> Parts of the exercise
a: In the news report on Hurricane Maria below, why was the police on Dominica unable to make a full assessment of the storm's damage? Answer in one to three sentences.
b: Continue the news report on Hurricane Maria from the point where it stops.

Extract provided Start Marker

Hurricane Maria swept over the small island of Dominica with catastrophic winds overnight, starting a charge into the eastern Caribbean that threatens islands already devastated by Hurricane Irma and holding the possibility of a direct hit on Puerto Rico.
Fierce winds and driving rain lashed mountainous Dominica for hours as Maria caused flooding and tore roofs from homes as an extremely dangerous Category 5 storm. A police official on the island, Inspector Pellam Jno Baptiste, said late Monday there were no immediate reports of casualties but it was too dangerous for officers to do a full assessment as the storm raged outside.
“Where we are, we can’t move,” he said in a brief phone interview while hunkered down against the region’s second Category 5 hurricane this month.
By early Tuesday, Maria had weakened slightly to a still major Category 4 storm after pounding the small Caribbean island nation. It then regained Category 5 strength. Forecasters cautioned that fluctuations in intensity were to be expected.
Forecasters consider a Category 5 hurricane as major, extremely dangerous and capable of catastrophic winds.
On the forecast track, the eye of Maria will move over the northeastern Caribbean Sea Tuesday and approach the Virgin Islands and Puerto Rico Tuesday night and Wednesday, the U.S. National Hurricane Center said.
Dominica Prime Minister Roosevelt Skerrit earlier captured the fury of Maria as it made landfall. “The winds are merciless! We shall survive by the grace of God,” Skerrit wrote at the start of a series of increasingly harrowing posts on Facebook.

Extract provided End Marker
Data extract Start Marker

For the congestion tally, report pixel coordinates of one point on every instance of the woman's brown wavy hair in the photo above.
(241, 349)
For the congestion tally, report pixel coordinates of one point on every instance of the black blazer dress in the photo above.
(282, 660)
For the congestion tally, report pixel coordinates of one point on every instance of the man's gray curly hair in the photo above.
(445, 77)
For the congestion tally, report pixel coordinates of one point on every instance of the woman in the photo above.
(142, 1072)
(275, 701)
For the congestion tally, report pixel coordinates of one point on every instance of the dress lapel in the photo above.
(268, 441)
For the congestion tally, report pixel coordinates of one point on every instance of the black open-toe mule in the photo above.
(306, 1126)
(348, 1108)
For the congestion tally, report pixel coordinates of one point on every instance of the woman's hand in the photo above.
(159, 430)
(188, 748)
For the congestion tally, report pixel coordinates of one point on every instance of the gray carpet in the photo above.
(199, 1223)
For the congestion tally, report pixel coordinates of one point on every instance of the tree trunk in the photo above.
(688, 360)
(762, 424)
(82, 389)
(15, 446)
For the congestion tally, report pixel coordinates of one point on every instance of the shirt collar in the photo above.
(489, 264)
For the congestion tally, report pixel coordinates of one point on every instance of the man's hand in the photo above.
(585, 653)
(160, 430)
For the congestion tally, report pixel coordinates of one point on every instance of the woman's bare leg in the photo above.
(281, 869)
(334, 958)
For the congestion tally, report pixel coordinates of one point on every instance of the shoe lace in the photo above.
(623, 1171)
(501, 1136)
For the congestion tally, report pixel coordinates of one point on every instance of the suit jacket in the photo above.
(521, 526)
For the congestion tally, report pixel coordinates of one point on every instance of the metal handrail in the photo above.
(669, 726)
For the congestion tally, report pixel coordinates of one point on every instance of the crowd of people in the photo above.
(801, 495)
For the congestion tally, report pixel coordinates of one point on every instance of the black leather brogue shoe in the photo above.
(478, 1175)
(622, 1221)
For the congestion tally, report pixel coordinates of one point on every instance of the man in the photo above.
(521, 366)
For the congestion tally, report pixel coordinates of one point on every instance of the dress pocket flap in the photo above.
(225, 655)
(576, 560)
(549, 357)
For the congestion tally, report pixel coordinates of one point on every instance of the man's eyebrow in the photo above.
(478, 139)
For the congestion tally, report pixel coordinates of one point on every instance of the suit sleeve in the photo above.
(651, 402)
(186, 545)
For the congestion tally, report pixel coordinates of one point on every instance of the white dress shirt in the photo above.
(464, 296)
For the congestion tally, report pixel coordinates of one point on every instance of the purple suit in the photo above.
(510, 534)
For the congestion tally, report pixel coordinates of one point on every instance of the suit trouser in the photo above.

Data extract End Marker

> Expected results
a: According to Inspector Pellam Jno Baptiste, it was too dangerous for officers to carry out a full assessment while the storm was still raging outside.

b:
A few minutes later, he messaged he could hear the sound of galvanized steel roofs tearing off houses on the small rugged island.
He then wrote that he thought his home had been damaged. And three words: “Rough! Rough! Rough!”
A half hour later, he said: “My roof is gone. I am at the complete mercy of the hurricane. House is flooding.” Seven minutes later, he posted that he had been rescued.
Skeritt said there were initial reports of “widespread devastation” on the small island, adding that his “greatest fear” is that the people of Dominica will wake to news of “serious physical injury and possible deaths.”
The French island of Martinique escaped Hurricane Maria largely unscathed but a communications blackout with Guadeloupe meant it would be several more hours before damage there could be assessed, a senior French Civil Protection official told the Reuters news service Tuesday.
Authorities in the U.S. territory of Puerto Rico warned that people in wooden or flimsy homes should find safe shelter before the storm’s expected arrival.
“You have to evacuate. Otherwise, you’re going to die,” said Hector Pesquera, the island’s public safety commissioner. “I don’t know how to make this any clearer.”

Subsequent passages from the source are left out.